## [Task material]

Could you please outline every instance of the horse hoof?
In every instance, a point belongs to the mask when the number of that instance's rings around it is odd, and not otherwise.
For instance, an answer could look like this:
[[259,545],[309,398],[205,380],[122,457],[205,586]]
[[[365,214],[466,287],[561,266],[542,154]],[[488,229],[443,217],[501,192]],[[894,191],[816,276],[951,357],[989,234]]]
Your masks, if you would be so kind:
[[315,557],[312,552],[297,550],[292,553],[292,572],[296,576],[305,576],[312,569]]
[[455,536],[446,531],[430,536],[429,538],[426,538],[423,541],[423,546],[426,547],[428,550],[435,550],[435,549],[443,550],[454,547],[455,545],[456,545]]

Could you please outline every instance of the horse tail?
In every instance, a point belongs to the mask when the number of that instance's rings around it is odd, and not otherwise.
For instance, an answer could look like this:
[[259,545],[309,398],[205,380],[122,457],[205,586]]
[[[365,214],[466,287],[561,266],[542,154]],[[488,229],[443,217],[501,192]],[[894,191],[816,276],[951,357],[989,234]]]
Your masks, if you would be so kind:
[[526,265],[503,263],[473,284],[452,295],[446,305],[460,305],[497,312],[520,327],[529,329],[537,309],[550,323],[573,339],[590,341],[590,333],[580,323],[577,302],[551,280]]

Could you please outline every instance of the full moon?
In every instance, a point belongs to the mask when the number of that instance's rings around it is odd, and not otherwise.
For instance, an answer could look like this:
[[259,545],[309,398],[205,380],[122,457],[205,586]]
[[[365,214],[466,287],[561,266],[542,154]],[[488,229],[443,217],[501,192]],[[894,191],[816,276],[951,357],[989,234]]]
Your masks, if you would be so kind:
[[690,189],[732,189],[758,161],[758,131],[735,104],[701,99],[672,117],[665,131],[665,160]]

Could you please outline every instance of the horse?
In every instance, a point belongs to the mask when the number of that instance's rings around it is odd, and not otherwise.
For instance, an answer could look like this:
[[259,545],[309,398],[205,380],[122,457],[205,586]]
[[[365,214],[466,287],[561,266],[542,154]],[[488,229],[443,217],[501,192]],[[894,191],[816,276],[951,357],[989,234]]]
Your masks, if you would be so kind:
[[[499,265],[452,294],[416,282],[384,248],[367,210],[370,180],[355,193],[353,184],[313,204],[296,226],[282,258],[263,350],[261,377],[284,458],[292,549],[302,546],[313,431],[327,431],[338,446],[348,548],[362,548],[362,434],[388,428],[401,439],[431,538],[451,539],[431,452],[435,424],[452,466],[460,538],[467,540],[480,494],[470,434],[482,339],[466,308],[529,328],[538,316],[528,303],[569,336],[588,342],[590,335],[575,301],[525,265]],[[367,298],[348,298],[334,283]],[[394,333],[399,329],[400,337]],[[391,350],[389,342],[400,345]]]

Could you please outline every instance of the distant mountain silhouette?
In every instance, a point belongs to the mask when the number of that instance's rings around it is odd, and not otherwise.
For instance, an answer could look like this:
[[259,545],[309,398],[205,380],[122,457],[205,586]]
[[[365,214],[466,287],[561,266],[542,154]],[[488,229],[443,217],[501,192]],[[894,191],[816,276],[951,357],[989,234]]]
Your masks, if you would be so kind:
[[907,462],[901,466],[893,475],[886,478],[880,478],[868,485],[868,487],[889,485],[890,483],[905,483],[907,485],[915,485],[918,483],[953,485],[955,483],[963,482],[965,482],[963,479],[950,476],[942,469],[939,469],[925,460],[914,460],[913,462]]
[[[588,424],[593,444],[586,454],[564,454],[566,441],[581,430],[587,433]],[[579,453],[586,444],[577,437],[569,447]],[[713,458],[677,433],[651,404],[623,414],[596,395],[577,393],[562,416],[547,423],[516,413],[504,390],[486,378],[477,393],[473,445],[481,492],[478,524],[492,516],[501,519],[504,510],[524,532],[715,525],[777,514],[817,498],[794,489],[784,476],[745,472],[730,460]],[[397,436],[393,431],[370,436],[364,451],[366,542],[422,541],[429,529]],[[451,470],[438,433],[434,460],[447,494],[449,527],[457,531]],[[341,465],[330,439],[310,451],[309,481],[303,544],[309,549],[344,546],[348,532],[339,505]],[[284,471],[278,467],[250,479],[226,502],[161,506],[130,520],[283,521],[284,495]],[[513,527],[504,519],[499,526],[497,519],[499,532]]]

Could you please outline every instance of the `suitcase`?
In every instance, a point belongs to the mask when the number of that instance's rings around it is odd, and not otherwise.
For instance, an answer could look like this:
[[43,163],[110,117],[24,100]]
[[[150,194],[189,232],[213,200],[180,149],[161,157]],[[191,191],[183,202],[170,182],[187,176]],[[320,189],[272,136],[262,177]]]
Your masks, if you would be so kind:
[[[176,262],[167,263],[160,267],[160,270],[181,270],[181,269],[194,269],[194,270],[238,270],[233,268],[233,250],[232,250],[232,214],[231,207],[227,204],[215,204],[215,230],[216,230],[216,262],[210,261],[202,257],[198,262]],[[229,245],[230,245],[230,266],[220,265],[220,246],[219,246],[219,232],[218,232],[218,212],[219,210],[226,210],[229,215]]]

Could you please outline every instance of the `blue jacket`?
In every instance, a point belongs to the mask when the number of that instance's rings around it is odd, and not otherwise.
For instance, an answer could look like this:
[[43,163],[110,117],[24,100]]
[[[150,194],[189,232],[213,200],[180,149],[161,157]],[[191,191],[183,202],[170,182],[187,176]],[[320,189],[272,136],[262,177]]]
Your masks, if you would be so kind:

## [Aim of the exercise]
How many lines of the records contain the word "please", with case counting? Reply with the number alone.

## [Worked solution]
7